**TO DO:**
Read through the entries below and copy each line where "paper" turns up.

**PROVIDED DATA:**
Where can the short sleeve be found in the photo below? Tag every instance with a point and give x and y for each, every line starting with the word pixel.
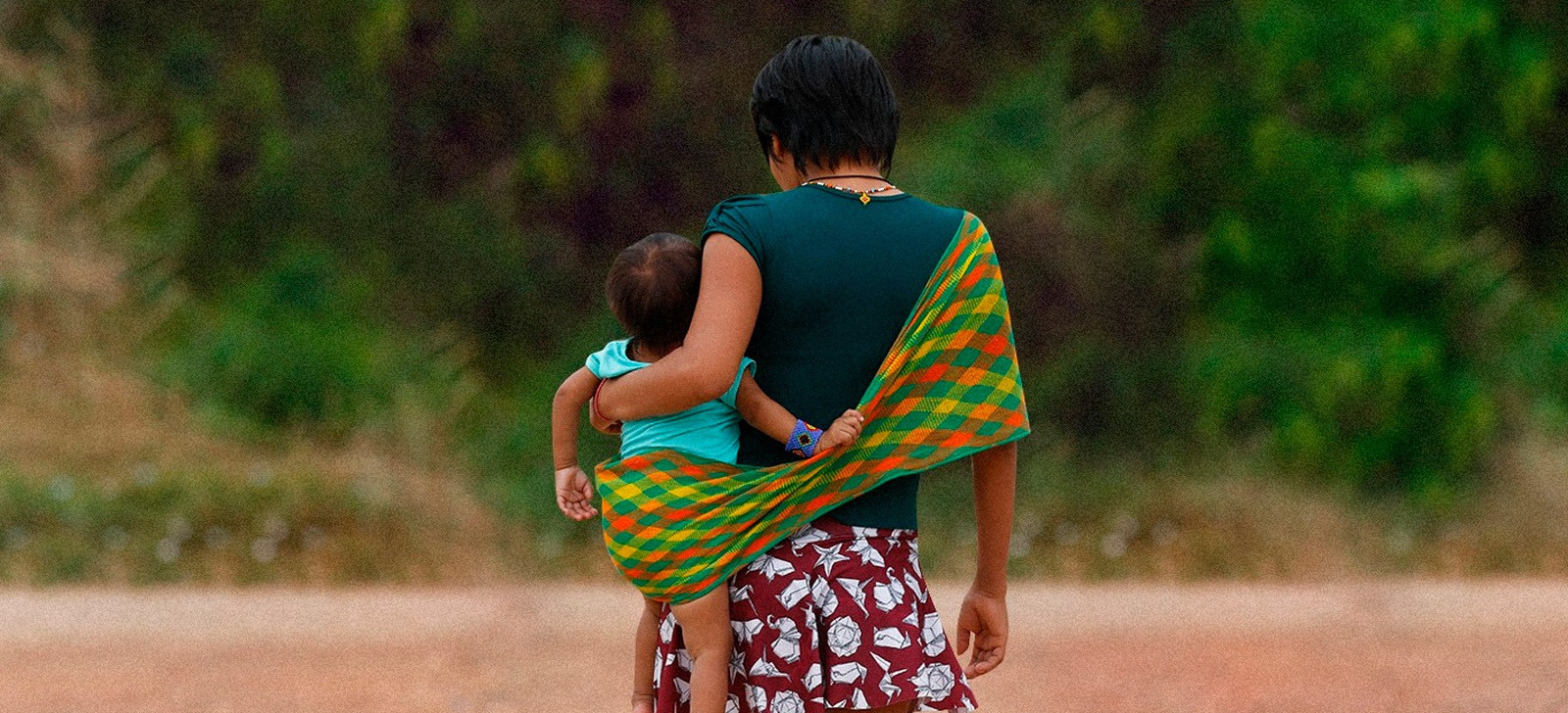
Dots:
pixel 612 360
pixel 744 218
pixel 745 365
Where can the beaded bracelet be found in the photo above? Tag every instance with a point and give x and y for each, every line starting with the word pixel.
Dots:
pixel 804 439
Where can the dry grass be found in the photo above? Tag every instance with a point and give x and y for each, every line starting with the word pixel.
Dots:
pixel 73 400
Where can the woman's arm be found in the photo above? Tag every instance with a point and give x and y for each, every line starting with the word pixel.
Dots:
pixel 705 365
pixel 572 490
pixel 984 613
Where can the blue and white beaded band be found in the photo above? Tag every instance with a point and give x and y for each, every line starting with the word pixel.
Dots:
pixel 804 439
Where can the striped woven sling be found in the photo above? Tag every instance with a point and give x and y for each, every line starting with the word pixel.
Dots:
pixel 679 525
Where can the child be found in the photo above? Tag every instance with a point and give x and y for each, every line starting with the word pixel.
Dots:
pixel 653 292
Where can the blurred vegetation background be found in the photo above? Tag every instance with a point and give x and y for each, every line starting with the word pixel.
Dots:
pixel 1288 276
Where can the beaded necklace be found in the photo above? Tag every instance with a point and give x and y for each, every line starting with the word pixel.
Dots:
pixel 866 195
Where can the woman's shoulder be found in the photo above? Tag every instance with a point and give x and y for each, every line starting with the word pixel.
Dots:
pixel 747 208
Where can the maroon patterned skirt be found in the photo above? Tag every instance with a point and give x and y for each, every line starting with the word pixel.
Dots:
pixel 836 616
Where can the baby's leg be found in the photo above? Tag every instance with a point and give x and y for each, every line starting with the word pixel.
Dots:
pixel 645 649
pixel 705 624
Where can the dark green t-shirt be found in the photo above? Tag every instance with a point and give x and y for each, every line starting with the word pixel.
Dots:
pixel 839 279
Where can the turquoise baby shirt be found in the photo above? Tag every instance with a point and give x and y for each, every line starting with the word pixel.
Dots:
pixel 710 430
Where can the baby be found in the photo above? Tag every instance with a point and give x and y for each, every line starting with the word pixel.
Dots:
pixel 653 292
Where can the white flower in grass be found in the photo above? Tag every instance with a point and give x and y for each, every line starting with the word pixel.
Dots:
pixel 788 702
pixel 844 637
pixel 937 679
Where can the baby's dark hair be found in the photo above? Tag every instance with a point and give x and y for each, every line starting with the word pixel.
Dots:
pixel 653 289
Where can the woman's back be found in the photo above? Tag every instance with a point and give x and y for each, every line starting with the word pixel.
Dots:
pixel 839 279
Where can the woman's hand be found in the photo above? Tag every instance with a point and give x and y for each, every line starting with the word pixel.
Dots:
pixel 984 618
pixel 843 431
pixel 574 493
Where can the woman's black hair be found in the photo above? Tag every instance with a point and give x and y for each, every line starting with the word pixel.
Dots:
pixel 827 99
pixel 653 290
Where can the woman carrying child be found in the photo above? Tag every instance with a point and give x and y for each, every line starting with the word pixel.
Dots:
pixel 815 282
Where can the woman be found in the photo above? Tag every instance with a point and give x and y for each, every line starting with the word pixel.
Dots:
pixel 814 284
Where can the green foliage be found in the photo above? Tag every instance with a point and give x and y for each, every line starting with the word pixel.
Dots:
pixel 292 347
pixel 1303 224
pixel 1333 231
pixel 200 527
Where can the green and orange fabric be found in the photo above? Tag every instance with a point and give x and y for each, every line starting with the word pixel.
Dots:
pixel 949 388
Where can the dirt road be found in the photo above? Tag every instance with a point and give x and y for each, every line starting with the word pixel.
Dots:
pixel 1413 646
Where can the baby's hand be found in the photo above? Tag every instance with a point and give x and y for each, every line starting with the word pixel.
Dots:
pixel 843 431
pixel 574 493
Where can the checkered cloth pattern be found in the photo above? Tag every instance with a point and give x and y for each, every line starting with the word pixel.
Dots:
pixel 949 388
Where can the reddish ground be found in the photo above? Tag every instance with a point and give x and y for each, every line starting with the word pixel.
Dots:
pixel 1410 646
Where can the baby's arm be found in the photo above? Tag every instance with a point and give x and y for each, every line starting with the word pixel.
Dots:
pixel 765 414
pixel 572 488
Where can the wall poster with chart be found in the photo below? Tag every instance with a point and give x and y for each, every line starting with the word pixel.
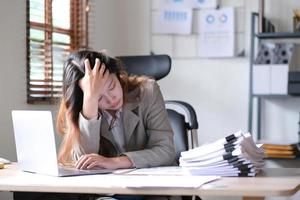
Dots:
pixel 217 33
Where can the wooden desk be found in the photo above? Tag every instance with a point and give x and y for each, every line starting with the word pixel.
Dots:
pixel 270 182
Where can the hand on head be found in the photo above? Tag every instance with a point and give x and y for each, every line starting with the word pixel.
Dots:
pixel 92 84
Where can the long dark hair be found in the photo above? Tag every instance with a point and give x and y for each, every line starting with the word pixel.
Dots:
pixel 72 99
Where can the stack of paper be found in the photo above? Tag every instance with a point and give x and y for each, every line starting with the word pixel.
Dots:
pixel 281 150
pixel 235 155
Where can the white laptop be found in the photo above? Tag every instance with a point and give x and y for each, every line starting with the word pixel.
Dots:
pixel 35 145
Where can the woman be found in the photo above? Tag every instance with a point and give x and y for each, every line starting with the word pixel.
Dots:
pixel 109 120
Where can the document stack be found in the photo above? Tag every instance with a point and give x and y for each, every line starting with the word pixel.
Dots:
pixel 280 150
pixel 235 155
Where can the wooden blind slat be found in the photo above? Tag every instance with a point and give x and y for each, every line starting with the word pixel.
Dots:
pixel 49 46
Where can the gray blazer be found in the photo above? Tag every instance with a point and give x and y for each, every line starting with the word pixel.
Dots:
pixel 148 134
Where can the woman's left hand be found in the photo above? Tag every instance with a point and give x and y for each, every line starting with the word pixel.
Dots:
pixel 94 161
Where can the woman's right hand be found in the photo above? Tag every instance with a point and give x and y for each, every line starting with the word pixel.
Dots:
pixel 92 85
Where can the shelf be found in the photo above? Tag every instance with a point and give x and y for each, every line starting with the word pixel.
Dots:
pixel 272 95
pixel 275 95
pixel 278 35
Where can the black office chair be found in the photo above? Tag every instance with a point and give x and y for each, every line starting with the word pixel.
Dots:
pixel 182 116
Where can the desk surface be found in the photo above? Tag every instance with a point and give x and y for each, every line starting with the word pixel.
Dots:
pixel 270 182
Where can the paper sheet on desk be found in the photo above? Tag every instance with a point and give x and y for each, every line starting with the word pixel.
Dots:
pixel 163 181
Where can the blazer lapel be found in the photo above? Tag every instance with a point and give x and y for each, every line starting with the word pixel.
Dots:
pixel 130 120
pixel 105 132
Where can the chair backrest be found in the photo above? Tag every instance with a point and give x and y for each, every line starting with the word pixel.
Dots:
pixel 155 66
pixel 159 66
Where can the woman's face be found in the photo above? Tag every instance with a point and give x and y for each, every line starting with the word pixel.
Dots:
pixel 112 96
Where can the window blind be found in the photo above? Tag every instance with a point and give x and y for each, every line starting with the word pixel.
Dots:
pixel 54 29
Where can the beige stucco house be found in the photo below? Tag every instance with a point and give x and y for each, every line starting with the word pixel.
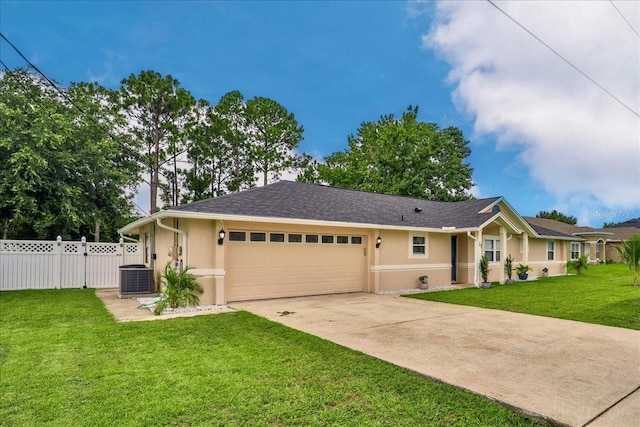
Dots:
pixel 292 239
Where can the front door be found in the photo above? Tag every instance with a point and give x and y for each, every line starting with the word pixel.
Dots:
pixel 454 259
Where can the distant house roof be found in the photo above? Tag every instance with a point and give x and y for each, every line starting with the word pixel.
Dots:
pixel 630 223
pixel 296 200
pixel 620 233
pixel 553 228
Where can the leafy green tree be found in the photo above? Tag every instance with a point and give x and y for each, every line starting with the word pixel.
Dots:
pixel 62 173
pixel 558 216
pixel 276 135
pixel 401 156
pixel 630 253
pixel 156 110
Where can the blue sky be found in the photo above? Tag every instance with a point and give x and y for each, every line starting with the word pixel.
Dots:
pixel 541 134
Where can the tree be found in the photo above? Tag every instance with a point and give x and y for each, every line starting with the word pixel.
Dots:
pixel 276 135
pixel 157 110
pixel 401 156
pixel 62 172
pixel 629 252
pixel 557 216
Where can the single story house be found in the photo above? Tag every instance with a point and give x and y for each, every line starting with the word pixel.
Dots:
pixel 293 239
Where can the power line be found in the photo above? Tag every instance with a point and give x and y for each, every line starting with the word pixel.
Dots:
pixel 563 58
pixel 39 104
pixel 66 97
pixel 625 19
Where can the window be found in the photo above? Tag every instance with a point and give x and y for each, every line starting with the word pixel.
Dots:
pixel 237 236
pixel 418 246
pixel 276 237
pixel 492 249
pixel 295 238
pixel 258 237
pixel 327 239
pixel 575 250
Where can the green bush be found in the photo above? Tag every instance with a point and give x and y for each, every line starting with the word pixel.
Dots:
pixel 179 289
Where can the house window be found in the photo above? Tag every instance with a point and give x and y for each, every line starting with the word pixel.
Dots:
pixel 575 250
pixel 492 249
pixel 276 237
pixel 327 239
pixel 295 238
pixel 258 237
pixel 418 246
pixel 237 236
pixel 342 240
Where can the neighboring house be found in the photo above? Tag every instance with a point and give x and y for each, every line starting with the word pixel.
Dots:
pixel 292 239
pixel 617 234
pixel 599 244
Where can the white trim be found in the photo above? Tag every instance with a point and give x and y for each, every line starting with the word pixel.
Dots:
pixel 204 272
pixel 409 267
pixel 413 255
pixel 130 228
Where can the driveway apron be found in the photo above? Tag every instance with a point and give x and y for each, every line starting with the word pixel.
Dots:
pixel 569 372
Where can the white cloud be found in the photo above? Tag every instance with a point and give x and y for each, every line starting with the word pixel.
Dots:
pixel 577 142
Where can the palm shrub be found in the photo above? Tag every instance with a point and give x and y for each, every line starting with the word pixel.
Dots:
pixel 179 289
pixel 578 264
pixel 630 254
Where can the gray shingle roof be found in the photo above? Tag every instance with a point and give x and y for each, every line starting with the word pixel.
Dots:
pixel 288 199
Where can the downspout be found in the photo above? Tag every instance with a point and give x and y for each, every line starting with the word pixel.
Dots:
pixel 184 238
pixel 475 258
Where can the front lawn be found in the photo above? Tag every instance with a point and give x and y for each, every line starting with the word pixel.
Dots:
pixel 602 294
pixel 64 361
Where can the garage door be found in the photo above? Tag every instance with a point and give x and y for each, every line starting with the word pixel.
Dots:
pixel 264 265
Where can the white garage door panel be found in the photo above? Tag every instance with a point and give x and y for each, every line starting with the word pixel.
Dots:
pixel 274 270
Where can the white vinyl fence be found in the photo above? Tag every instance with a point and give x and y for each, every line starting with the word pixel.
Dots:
pixel 40 264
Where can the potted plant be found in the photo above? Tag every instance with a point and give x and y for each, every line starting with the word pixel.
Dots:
pixel 424 282
pixel 523 270
pixel 484 272
pixel 508 269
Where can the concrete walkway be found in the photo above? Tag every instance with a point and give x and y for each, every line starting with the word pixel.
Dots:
pixel 568 372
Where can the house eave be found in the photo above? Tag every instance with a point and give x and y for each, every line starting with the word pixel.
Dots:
pixel 134 226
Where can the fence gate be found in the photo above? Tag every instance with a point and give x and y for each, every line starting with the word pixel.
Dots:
pixel 39 264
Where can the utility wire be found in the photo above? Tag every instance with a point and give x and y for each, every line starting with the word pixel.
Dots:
pixel 66 97
pixel 39 104
pixel 625 18
pixel 563 58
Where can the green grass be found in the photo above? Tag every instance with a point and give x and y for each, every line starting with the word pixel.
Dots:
pixel 64 361
pixel 602 294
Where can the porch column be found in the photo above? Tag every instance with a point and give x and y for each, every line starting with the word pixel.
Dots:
pixel 220 266
pixel 479 244
pixel 503 252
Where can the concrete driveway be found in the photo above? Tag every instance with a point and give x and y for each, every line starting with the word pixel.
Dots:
pixel 568 372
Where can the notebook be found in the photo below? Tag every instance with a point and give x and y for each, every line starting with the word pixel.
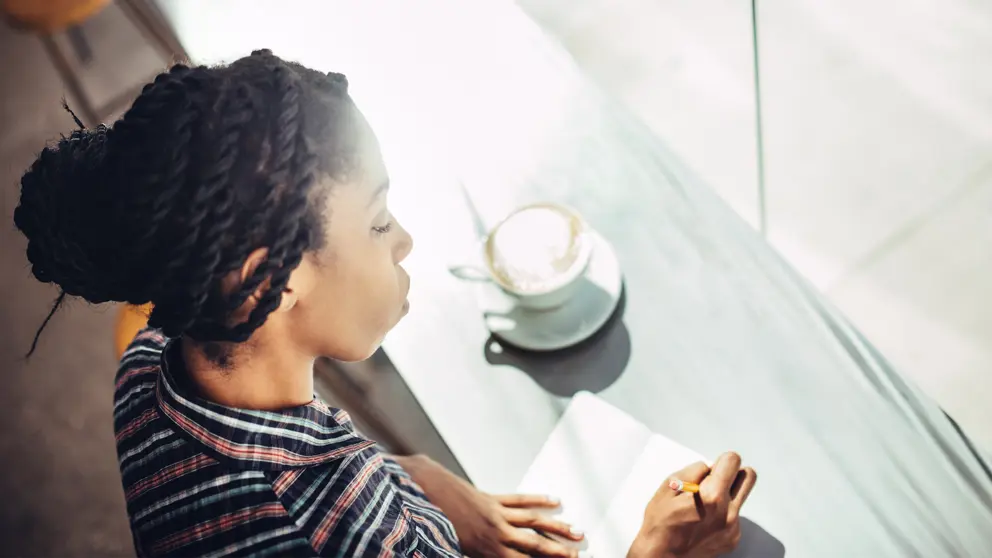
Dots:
pixel 605 466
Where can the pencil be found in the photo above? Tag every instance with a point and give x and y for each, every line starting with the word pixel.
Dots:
pixel 682 486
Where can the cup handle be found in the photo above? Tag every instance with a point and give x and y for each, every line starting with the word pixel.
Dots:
pixel 469 273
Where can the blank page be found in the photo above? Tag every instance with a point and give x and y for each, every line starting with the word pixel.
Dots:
pixel 586 459
pixel 660 458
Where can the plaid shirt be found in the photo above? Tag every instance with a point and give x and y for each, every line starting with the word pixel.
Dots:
pixel 202 479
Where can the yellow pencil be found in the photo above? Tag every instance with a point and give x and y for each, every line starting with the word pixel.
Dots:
pixel 682 486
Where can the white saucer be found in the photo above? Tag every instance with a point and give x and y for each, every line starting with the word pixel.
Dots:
pixel 575 321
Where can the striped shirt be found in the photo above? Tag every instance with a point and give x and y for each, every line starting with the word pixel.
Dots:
pixel 201 479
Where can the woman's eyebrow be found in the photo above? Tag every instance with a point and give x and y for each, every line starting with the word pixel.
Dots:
pixel 381 189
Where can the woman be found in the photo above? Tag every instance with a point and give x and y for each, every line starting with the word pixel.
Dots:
pixel 247 203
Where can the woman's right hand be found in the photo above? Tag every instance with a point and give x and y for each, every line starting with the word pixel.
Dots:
pixel 703 525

**RESPONSE BELOW:**
Where can the stack of paper be found in the photo above? Tag every instance with a point and give x and y for each, every line starting with the word pixel.
Where can the paper sheet on desk be found in the photo above? Tag every instance with a point and give x and y for each, every line starting with the word pixel.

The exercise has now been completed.